**DATA PROVIDED:**
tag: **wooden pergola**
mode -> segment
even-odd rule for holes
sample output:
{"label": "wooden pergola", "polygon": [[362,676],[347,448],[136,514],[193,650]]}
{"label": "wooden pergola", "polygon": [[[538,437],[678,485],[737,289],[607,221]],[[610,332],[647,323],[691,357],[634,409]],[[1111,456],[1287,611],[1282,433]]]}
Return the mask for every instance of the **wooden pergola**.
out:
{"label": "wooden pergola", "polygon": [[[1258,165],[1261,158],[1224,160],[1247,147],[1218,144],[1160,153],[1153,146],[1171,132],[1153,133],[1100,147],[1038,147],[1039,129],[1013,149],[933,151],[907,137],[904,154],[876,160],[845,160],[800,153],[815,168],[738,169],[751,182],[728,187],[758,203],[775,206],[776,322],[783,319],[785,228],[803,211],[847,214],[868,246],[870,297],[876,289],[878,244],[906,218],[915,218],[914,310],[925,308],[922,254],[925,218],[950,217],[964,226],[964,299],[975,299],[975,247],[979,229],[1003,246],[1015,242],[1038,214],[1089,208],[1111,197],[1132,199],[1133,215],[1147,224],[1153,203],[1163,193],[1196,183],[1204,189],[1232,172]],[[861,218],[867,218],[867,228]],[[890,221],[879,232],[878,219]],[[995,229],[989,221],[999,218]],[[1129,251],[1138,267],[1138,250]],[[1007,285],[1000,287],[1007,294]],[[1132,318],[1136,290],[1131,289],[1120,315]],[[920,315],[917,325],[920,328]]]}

**WHAT IS NEEDED:**
Restate all of the entries above precisely.

**THE RESULT:**
tag: **wooden pergola**
mode -> segment
even-odd rule for holes
sample output:
{"label": "wooden pergola", "polygon": [[362,676],[347,448],[136,514],[193,650]]}
{"label": "wooden pergola", "polygon": [[[538,437],[678,485],[737,289],[607,221]],[[610,332],[647,323],[691,357],[634,409]],[[1111,456],[1287,611],[1282,433]]]}
Return the mask for every instance of the **wooden pergola**.
out:
{"label": "wooden pergola", "polygon": [[[1258,165],[1261,158],[1224,160],[1247,147],[1218,144],[1160,153],[1153,146],[1171,132],[1153,133],[1100,147],[1038,147],[1039,129],[1013,149],[933,151],[907,137],[904,154],[876,160],[845,160],[800,153],[815,168],[738,169],[751,182],[728,187],[758,203],[775,206],[776,322],[783,319],[785,228],[803,211],[847,214],[868,246],[870,297],[876,289],[878,244],[906,218],[915,218],[914,310],[925,308],[922,254],[925,218],[950,217],[964,226],[964,299],[975,299],[975,247],[979,229],[1003,246],[1015,242],[1038,214],[1089,208],[1111,197],[1132,199],[1133,215],[1147,224],[1153,203],[1163,193],[1196,183],[1204,189],[1232,172]],[[861,218],[867,218],[867,228]],[[890,221],[879,232],[878,219]],[[995,229],[989,221],[999,218]],[[1129,251],[1138,267],[1138,250]],[[1007,285],[1000,287],[1007,294]],[[1132,318],[1136,290],[1131,289],[1120,315]],[[920,315],[917,325],[920,328]]]}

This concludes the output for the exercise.